[start of Records shown]

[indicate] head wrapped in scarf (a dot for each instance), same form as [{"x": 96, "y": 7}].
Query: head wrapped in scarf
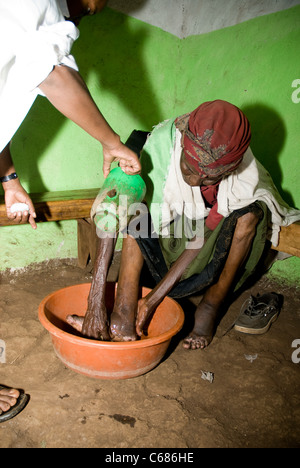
[{"x": 215, "y": 137}]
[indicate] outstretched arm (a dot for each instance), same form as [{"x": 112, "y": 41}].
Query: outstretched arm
[
  {"x": 14, "y": 192},
  {"x": 67, "y": 91}
]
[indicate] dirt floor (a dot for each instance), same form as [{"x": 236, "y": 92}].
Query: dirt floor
[{"x": 253, "y": 400}]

[end of Records shown]

### What is required
Reproduce all of the material above word for word, leaving out the pictures.

### Task answer
[indicate] head wrapped in scarf (a dot for each instance), same form as [{"x": 96, "y": 7}].
Query: head wrapped in scarf
[{"x": 215, "y": 137}]
[indicate] outstretched arm (a dot for each instance), same form as [{"x": 112, "y": 41}].
Query: outstretched arm
[
  {"x": 14, "y": 192},
  {"x": 67, "y": 91}
]
[indicate] dirt floor (a dot for each instance), same form as [{"x": 236, "y": 92}].
Query: dirt floor
[{"x": 253, "y": 400}]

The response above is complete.